**MATERIAL SHOWN:**

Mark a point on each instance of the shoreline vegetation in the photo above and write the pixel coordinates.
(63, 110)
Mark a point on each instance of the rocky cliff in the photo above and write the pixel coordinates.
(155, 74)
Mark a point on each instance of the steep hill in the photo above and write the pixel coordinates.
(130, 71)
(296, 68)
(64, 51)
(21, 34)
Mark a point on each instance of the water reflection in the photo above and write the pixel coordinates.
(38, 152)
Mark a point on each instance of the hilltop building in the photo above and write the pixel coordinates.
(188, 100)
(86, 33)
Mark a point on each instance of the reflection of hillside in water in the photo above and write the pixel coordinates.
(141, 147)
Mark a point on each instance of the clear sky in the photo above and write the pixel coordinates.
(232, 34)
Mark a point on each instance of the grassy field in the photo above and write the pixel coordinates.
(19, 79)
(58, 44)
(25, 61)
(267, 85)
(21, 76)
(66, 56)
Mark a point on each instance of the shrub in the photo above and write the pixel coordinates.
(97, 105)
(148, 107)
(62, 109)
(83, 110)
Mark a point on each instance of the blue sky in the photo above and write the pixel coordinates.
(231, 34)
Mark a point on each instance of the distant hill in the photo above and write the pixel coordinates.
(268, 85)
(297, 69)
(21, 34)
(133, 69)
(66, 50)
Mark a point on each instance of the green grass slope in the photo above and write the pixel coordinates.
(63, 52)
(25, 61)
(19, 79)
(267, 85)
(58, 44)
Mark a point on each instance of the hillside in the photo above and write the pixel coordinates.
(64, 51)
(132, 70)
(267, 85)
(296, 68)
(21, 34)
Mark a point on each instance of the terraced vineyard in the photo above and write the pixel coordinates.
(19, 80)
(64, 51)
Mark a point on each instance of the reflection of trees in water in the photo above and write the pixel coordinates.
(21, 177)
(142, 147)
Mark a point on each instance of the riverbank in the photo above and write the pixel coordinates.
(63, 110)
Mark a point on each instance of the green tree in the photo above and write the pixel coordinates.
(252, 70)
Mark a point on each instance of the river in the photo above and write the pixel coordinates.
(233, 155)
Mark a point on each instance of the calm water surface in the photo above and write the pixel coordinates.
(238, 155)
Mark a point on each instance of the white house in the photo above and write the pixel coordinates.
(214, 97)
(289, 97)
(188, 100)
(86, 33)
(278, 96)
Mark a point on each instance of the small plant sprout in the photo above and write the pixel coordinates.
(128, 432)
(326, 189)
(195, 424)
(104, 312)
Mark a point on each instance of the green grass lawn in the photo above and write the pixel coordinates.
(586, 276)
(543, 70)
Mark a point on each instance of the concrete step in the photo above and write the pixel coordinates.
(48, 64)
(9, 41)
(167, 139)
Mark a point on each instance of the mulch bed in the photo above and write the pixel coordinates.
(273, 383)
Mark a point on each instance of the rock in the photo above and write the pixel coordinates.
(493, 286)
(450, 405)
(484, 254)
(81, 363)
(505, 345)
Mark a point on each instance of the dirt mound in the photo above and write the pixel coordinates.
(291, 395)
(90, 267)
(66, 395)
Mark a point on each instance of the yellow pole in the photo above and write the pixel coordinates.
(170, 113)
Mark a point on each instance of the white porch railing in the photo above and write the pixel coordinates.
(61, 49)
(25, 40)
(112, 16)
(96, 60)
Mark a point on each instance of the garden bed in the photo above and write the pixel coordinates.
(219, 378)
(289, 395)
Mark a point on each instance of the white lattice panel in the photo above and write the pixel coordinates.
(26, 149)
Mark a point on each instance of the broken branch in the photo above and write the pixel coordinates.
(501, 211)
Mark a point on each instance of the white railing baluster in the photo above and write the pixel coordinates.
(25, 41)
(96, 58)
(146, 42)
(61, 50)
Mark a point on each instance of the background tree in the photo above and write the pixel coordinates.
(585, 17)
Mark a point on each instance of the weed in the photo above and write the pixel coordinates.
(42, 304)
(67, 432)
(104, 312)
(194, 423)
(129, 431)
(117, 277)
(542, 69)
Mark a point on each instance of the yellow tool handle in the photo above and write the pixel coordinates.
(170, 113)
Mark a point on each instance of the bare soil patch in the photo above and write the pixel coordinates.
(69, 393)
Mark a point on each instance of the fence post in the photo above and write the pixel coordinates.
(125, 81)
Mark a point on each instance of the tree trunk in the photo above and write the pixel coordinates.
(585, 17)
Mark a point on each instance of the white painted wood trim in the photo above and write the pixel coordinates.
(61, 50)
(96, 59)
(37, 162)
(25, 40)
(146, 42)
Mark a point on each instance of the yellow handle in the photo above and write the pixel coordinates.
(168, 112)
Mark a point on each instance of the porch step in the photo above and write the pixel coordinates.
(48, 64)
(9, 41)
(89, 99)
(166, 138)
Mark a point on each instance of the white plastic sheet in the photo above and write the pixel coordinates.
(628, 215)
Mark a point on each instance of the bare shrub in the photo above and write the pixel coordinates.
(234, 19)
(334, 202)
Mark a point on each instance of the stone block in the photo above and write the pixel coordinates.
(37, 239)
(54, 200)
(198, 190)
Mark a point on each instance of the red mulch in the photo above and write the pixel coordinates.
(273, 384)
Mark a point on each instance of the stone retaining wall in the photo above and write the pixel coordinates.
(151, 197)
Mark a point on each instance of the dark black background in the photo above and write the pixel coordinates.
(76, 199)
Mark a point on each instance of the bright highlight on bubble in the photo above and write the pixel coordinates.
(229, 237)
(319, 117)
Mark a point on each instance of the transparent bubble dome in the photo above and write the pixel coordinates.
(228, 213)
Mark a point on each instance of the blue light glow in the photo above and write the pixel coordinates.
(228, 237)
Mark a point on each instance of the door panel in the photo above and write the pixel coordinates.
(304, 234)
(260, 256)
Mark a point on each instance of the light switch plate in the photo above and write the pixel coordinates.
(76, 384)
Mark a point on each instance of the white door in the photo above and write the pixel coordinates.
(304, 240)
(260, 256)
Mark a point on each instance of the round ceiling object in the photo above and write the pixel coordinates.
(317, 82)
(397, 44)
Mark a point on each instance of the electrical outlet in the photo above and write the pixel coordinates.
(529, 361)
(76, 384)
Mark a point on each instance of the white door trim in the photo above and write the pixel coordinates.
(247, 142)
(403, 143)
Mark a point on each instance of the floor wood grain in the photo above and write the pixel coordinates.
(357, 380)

--

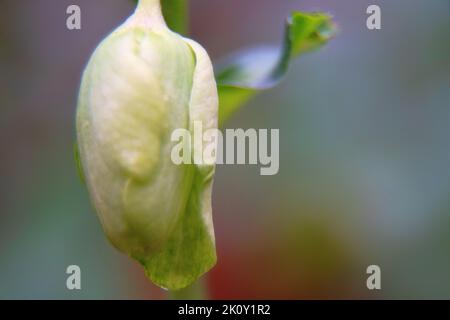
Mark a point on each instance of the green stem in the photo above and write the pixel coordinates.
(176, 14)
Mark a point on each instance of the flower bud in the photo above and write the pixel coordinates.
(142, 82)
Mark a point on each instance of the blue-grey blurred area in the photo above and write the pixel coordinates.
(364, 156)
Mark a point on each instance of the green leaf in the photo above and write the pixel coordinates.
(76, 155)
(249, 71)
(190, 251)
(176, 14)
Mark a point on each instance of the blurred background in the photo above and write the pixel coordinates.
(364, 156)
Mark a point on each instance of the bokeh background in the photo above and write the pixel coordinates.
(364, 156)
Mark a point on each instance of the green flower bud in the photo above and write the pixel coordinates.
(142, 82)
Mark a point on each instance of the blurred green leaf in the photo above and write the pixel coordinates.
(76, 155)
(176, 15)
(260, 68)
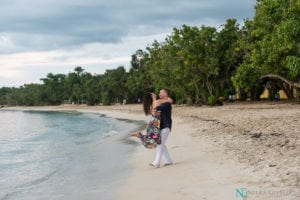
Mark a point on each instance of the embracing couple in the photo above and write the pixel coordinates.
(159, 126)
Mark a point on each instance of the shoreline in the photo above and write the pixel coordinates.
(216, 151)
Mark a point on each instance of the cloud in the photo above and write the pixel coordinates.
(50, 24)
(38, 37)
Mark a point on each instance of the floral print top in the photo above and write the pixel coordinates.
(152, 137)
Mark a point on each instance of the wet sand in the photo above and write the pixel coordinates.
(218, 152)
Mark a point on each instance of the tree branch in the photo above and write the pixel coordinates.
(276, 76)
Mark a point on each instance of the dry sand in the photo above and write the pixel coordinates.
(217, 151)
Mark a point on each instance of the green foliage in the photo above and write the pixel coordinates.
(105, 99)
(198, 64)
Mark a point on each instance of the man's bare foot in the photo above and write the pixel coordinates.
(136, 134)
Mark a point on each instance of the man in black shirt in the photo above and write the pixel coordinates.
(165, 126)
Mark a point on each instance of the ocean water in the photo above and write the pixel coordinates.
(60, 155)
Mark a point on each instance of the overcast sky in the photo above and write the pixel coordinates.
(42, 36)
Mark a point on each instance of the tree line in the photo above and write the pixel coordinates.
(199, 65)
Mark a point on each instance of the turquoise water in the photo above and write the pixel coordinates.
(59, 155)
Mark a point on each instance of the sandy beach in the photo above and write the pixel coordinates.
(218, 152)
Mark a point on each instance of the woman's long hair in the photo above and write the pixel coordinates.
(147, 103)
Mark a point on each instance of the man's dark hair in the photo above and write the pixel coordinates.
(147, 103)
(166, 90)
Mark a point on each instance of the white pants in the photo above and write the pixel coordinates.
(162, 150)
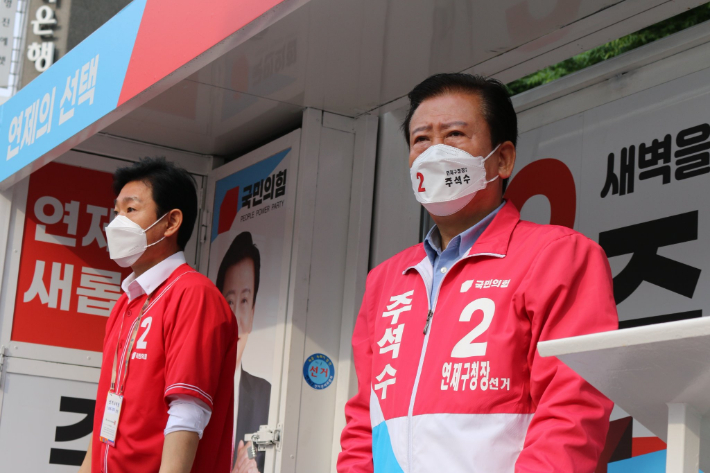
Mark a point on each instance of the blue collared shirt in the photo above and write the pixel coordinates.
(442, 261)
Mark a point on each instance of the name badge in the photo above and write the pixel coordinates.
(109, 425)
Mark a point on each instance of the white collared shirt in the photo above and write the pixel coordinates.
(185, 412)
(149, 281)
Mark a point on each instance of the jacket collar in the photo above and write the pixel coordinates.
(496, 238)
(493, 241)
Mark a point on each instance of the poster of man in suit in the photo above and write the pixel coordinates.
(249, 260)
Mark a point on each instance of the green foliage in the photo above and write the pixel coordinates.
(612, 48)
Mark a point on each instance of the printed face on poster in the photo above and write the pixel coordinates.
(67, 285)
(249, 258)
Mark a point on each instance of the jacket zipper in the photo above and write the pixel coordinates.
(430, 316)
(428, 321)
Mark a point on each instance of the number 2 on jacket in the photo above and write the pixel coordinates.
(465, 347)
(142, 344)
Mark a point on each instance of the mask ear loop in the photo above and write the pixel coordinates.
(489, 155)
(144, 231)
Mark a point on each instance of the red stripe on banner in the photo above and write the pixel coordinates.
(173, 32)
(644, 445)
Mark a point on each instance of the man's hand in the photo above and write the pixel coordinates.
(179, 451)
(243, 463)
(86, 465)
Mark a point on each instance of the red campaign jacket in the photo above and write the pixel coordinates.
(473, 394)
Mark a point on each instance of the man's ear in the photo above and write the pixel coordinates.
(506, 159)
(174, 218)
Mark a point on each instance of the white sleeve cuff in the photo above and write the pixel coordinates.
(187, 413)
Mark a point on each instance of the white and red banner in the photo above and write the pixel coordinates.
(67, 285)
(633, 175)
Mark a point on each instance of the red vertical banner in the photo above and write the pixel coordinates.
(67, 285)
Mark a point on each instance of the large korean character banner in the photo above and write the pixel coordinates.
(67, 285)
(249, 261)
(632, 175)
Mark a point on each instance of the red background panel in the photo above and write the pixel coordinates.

==

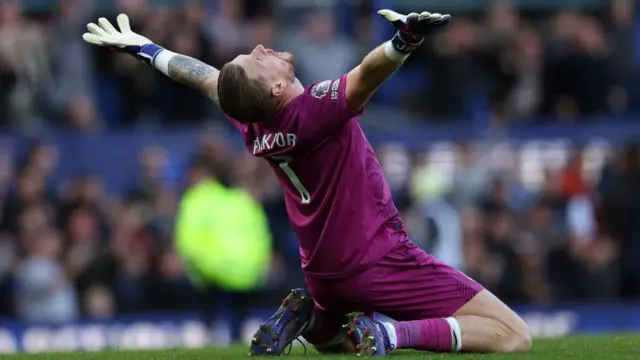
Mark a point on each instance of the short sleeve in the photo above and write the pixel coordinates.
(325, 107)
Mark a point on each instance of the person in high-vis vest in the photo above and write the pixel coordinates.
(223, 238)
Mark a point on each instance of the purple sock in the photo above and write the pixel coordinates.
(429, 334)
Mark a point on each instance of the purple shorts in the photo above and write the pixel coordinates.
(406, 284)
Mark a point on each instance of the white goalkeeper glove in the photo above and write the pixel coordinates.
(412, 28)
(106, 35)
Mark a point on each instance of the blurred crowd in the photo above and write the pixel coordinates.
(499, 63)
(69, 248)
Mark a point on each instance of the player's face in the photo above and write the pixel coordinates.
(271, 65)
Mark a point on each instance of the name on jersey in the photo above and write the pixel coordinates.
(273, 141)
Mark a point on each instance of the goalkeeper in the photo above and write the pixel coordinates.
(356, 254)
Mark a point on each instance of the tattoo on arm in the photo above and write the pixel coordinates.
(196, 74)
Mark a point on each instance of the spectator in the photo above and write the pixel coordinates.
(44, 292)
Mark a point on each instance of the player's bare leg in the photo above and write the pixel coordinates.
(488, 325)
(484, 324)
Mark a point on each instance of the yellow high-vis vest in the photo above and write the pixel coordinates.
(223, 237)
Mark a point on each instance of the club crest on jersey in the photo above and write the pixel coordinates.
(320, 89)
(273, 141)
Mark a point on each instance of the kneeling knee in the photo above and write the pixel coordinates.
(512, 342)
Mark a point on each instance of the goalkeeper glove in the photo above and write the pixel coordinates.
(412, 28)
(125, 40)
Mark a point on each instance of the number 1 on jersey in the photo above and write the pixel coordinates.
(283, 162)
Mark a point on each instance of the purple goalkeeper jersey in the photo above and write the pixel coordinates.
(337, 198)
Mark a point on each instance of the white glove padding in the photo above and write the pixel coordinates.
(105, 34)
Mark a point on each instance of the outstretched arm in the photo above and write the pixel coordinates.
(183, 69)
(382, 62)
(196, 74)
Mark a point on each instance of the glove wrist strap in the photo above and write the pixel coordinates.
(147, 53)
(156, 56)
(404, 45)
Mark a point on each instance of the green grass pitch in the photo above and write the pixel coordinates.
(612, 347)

**OBJECTIVE:** Which lines in the records contain the word "black"? Pull out each one and copy it in full.

**TASK RESULT:**
Mark a point on each instance of the dark black background in the photo above and write the pixel coordinates.
Mark a point on each instance of the man in black shirt in the photo above and write the pixel coordinates.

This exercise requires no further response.